:: 課題 A ::
後に示す行のうち、「Above is an image. Study it and locate red pickup」を含む行で始まり「[31,172,80,179]」を含む行で終わる部分（両端を含む）だけを、指示文も含めてもう一度書きなさい。その際、解答にある座標の数値はすべて1.75倍し、整数に四捨五入（0.5は切り上げ）すること。

:: 原文抜粋 ::
· · · · ·
This contradiction highlights something unsettling: fairness doesn’t seem to exist in this world. Everyone seems to twist things to suit their own agendas, leading to divisions—arbitrary ones—where people impose their ideologies on others.
What if we eliminated excess knowledge and these divisions altogether? Perhaps then we could live like illiterate cynics—but in peace.
That’s the essence of this challenge I’m presenting to you. Or should I call it a sermon?
chal.txt
QUNFQ1RGe/==MV82dTM1NV95MHVfN3J1bmM0N/===zNkXzdoM18zeDdyNF9rbjB3bDNkNjNfcjRkMG1fNTdyMW42NjY2NjY2NjY2NjU1NTU1NTU1NV94eHh4eHh4YmJieHh4eHh4Y2NjY3h9
base64で==つけたり外してみたりするとできた
ACECTF{1_6u355_y0u_7runc473d_7h3_3x7r4_kn0wl3d63_r4d0m_57r1n66666666666555555555_xxxxxxxbbbxxxxxxccccx}
Binary
!Underflow
Something simple to warm you up.
$ strings exploit-me | grep {
ACECTF{buff3r_0v3rfl3w}
ACECTF{buff3r_0v3rfl3w}
Rev
The Chemistry Of Code
During a discussion with hackers, one idea stuck: every hacker must be able to understand code, no matter how cryptic.
Hidden within obfuscated Rust code is a function that holds the flag. But it only unlocks when you reverse its logic and uncover the correct username and password.
Do you have what it takes to decode this tangled masterpiece? Dive into the chemistry of code and prove your skills.
Hint: Some secrets are worth their salt.
· · · · ·
:: 資料 ::
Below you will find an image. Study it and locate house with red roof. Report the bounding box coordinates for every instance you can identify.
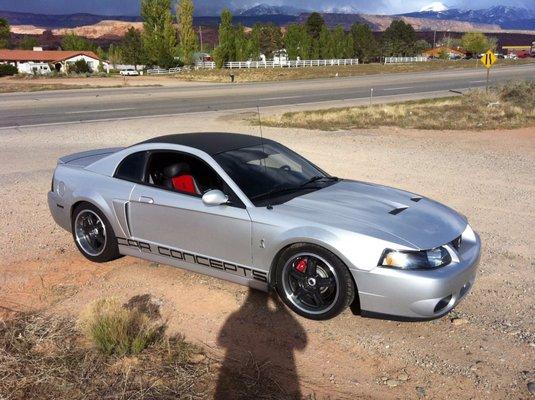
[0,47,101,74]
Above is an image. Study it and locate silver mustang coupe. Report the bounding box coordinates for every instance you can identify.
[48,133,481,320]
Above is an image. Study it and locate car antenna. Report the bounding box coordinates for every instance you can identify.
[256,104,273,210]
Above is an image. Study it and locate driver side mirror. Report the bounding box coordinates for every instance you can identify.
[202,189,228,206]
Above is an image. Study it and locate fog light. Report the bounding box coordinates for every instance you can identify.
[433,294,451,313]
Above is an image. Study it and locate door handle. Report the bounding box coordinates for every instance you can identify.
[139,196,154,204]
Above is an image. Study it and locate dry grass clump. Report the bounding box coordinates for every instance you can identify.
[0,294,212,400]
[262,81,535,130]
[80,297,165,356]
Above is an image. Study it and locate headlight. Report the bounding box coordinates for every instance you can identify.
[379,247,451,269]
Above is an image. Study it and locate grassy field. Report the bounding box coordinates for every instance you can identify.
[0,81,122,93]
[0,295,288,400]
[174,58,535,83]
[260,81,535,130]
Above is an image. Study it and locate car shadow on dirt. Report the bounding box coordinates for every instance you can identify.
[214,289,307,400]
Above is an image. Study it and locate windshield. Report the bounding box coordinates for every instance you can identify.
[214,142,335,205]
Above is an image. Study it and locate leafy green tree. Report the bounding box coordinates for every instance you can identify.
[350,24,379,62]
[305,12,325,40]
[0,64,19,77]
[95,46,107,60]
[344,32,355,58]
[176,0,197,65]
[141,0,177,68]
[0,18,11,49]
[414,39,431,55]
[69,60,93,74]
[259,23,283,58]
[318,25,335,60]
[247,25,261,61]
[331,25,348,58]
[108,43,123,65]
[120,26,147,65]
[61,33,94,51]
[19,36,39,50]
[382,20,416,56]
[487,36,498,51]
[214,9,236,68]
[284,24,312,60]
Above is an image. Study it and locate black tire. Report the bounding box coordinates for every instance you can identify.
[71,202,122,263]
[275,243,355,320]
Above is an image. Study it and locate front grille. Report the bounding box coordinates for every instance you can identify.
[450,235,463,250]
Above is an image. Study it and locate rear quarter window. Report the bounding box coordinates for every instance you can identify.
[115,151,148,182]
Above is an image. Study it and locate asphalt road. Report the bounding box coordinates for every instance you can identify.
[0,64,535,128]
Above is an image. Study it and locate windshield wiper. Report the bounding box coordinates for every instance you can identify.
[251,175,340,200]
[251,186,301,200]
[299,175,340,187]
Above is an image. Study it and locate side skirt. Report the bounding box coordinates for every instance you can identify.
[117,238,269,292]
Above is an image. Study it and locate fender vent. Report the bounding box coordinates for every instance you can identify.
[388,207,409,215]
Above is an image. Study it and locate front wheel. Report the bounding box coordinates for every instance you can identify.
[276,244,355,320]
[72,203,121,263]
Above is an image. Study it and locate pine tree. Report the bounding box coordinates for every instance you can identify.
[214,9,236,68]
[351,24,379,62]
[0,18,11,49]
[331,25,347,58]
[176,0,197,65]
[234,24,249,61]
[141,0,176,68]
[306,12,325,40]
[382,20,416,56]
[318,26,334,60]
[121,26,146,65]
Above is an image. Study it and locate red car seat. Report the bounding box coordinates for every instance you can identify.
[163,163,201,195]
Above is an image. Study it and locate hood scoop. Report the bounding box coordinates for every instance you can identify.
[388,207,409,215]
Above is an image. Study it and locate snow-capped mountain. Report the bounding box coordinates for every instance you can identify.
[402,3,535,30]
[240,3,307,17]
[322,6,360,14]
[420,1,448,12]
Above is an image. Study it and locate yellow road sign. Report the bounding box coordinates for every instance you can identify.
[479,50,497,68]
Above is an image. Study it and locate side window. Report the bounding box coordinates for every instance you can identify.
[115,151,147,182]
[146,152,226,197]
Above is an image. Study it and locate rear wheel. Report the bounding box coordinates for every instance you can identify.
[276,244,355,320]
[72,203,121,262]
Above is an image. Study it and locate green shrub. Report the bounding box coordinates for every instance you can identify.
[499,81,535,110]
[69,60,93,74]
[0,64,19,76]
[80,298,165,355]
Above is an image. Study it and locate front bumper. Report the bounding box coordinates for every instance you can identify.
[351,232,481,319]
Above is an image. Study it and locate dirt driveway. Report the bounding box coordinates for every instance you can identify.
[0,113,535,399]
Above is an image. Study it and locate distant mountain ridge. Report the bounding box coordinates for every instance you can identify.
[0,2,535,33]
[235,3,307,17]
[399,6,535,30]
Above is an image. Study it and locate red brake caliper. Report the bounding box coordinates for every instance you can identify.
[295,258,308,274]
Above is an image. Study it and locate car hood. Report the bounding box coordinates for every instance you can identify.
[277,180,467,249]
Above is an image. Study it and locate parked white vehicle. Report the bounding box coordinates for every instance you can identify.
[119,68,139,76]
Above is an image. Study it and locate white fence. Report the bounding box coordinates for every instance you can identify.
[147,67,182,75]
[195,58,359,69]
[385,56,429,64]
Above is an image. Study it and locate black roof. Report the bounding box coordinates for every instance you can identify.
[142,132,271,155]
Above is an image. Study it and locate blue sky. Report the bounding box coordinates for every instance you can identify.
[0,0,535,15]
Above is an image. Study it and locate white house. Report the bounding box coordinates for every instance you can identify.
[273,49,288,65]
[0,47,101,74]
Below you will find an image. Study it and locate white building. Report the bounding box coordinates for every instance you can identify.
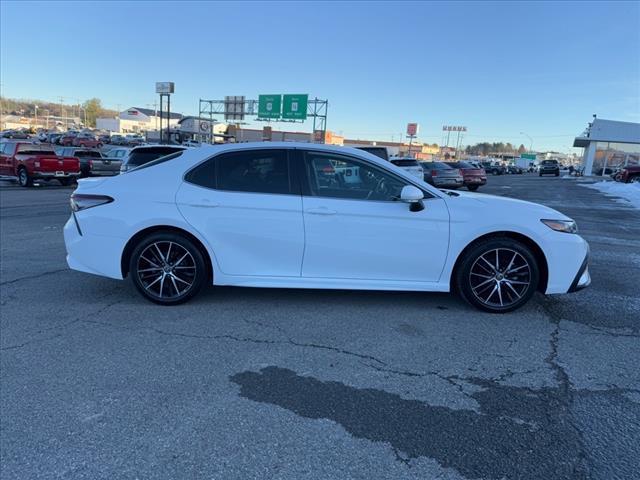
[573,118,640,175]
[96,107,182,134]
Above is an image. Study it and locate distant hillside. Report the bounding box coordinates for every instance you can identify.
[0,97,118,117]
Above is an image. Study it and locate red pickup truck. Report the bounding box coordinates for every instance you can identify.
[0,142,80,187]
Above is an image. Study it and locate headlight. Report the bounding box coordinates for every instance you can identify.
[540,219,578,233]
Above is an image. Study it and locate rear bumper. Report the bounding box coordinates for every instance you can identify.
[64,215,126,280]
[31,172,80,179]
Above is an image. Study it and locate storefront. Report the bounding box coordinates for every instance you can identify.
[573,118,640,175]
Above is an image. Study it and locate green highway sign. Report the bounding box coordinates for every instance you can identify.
· · · · ·
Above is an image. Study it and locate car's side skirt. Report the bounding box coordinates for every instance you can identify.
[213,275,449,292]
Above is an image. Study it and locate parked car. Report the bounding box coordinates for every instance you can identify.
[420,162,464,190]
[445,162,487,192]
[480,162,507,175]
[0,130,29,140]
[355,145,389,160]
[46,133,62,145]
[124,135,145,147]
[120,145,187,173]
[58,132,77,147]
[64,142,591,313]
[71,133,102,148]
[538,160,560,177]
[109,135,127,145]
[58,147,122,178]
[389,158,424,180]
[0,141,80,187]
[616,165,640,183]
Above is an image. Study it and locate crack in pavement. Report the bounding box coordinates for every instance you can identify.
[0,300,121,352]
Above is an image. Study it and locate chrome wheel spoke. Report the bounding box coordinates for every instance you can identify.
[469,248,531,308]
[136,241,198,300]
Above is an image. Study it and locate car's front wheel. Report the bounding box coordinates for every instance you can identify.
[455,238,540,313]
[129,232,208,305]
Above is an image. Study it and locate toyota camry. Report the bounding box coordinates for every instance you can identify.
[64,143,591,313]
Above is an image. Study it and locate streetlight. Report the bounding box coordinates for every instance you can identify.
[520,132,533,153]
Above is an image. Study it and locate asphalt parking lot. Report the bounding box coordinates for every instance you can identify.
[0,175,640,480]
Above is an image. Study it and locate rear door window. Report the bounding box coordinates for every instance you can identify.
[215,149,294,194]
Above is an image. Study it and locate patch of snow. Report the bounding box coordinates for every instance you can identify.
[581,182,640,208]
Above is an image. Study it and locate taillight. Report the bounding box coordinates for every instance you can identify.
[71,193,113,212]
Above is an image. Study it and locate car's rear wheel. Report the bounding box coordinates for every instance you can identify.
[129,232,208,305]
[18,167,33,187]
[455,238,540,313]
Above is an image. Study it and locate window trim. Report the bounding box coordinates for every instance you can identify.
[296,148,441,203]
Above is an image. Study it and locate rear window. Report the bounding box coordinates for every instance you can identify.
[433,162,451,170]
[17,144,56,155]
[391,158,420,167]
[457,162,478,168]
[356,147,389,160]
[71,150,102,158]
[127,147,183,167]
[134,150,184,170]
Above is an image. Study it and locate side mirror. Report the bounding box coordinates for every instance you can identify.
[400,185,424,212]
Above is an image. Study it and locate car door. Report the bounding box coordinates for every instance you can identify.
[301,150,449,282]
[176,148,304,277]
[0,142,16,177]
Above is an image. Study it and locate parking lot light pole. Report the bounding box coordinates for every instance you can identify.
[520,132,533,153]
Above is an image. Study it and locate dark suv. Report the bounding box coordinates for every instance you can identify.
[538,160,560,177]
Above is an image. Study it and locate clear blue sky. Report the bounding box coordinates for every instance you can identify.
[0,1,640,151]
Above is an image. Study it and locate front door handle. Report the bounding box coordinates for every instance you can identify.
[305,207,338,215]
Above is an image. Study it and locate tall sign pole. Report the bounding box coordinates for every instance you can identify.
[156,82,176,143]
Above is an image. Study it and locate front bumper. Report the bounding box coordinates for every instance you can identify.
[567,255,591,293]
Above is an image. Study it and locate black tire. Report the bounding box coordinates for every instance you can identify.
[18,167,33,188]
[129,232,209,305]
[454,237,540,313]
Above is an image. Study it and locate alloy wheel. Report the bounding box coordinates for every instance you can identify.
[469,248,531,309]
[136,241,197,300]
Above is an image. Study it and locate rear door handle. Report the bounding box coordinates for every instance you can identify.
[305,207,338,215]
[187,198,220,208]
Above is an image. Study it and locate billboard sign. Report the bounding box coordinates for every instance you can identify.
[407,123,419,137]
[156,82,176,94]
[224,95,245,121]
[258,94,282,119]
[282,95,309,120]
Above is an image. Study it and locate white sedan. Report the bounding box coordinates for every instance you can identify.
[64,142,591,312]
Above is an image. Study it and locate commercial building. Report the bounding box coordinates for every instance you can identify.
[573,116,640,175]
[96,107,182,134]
· · · · ·
:: 課題 B ::
原文のうち、「What if we eliminated」を含む語句で始まり「it a sermon?」を含む語句で終わる部分を、そのまま複製しなさい。

:: 解答 A ::
Above is an image. Study it and locate red pickup truck. Report the bounding box coordinates for every instance you can identify.
[0,249,140,327]
Above is an image. Study it and locate headlight. Report the bounding box coordinates for every instance you can identify.
[945,383,1012,408]
Above is an image. Study it and locate rear bumper. Report the bounding box coordinates for every instance you can identify.
[112,376,221,490]
[54,301,140,313]

:: 解答 B ::
What if we eliminated excess knowledge and these divisions altogether? Perhaps then we could live like illiterate cynics—but in peace.
That’s the essence of this challenge I’m presenting to you. Or should I call it a sermon?